### Listed entries
• • •

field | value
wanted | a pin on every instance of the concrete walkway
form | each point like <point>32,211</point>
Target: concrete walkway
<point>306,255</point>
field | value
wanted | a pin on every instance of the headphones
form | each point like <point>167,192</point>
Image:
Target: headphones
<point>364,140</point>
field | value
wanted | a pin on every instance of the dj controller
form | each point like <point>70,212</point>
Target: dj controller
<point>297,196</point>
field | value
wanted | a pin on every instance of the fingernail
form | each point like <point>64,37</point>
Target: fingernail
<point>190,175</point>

• • •

### Task goal
Please output the complete data exactly.

### Reply to the exercise
field | value
wanted | a pin on every instance of the concrete walkway
form | each point like <point>32,211</point>
Target: concrete walkway
<point>306,255</point>
field | value
wanted | a pin on every instance of the headphones
form | each point like <point>167,192</point>
Image:
Target: headphones
<point>364,140</point>
field | value
wanted | a pin on every instance of the dj controller
form | each point like <point>70,212</point>
Target: dj controller
<point>297,196</point>
field | value
wanted | a pin on every instance of the fingernail
form | each point like <point>64,37</point>
Target: fingernail
<point>190,175</point>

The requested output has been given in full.